*SUPPLIED TEXT*.
===============

# best substrate?



## piranhaha (Mar 22, 2004)

whats the best substrate for breeding piranhas type,size,color etc.?thanks


----------



## piranhaha (Mar 22, 2004)

i have natural looking gravel and some slate. pecker heads


----------



## piranhaha (Mar 22, 2004)

ha


----------



## NTcaribe (Apr 8, 2004)

the best thing for them to lay their eggs on is leafs :nod: ,but make sure that you get leafs when it is winter out.....if there is no winter where you live put them in the freezer first to prevent any fungus growth

any type of fish will lay their eggs among leafs that have sunken to the bottom


----------



## piranhaha (Mar 22, 2004)

hey thanks alot typhoon,should the leaves be removed if they start to decay? will they use live plants if i have them in the tank?


----------



## NTcaribe (Apr 8, 2004)

their is also a thread about "new fry" up in the pinned part of this breeding forum
I think it is a thread by NIKE he stated that he had put in some rock slate like you said you did..the piranha will lay the eggs on the slate.....I wouldn't worry about the leafs discolouring your tank....because in the wild leafs cover the bottom,and it will trigger their little brains to lay eggs on the leafs...the leafs will also protect the eggs


----------



## NTcaribe (Apr 8, 2004)

I think you can buy some leafs from a lps that will help promote natural habitat for breeding

im no expert myself,iv'e never even bred piranhas before,but this is something i just learned about other fish


----------

===============

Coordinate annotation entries
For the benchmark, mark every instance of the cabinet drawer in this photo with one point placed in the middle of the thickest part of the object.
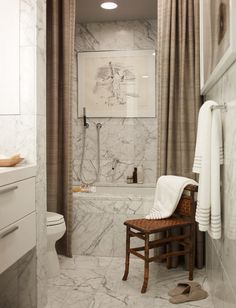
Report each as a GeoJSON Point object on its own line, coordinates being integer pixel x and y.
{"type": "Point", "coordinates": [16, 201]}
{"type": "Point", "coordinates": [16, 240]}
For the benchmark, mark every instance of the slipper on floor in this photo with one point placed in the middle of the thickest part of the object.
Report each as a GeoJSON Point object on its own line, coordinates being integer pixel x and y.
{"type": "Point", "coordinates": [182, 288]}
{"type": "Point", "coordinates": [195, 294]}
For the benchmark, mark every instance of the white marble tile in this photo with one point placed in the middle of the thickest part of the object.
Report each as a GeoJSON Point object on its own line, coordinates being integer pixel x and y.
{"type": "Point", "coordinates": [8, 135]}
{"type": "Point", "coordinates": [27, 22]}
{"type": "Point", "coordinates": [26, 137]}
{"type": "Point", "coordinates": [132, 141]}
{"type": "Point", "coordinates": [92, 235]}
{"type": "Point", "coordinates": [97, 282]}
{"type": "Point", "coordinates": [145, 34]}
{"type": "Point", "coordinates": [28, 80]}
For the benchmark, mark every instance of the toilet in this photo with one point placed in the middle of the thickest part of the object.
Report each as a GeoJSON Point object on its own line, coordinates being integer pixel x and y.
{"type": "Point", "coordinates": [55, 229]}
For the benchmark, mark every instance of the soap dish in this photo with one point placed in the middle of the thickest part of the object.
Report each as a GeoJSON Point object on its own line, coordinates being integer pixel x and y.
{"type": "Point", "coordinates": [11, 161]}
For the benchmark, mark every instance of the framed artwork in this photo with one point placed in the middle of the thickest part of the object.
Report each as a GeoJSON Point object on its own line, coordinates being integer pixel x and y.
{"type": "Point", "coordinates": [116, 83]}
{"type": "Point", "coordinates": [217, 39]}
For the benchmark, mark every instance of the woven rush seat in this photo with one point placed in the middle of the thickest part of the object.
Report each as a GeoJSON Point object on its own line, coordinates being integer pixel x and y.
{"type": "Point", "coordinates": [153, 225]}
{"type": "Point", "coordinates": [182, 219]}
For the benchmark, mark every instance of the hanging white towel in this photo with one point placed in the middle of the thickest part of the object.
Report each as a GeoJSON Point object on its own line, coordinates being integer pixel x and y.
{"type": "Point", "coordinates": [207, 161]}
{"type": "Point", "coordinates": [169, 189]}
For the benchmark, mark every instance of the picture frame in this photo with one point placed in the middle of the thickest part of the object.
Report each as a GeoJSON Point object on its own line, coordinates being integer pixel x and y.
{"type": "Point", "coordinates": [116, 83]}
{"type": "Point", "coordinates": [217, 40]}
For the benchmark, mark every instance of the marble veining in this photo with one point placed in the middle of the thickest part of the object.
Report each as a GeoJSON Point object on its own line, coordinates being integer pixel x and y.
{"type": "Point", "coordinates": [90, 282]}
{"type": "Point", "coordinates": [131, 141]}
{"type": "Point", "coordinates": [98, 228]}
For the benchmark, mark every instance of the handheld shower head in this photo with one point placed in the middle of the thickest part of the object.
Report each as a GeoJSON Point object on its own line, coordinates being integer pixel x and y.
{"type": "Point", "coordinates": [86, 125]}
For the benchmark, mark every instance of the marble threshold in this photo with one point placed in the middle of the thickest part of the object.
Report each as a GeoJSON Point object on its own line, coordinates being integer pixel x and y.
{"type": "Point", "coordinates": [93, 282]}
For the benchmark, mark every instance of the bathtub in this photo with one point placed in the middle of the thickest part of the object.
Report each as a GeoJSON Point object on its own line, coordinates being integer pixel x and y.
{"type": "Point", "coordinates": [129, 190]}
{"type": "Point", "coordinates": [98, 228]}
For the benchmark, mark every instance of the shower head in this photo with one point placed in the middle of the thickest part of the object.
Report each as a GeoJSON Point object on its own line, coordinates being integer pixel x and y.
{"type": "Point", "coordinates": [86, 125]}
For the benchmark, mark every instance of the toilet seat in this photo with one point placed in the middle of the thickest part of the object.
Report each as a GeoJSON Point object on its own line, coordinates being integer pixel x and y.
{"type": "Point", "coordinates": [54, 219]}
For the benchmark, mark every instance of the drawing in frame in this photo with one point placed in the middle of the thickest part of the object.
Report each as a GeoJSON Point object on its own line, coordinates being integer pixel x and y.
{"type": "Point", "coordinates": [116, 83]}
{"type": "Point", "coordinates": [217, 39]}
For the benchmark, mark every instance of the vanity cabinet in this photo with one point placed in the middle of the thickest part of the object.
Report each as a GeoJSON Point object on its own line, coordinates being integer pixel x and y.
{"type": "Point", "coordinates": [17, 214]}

===============

*WHAT TO PRODUCE*. In the piranha breeding thread, why does NTcaribe say not to worry about the leaves discolouring the tank? Answer in one to three sentences.

*WRITTEN RESPONSE*. In the wild, leaves cover the bottom, and their presence triggers the piranhas to lay eggs on them. The leaves also protect the eggs.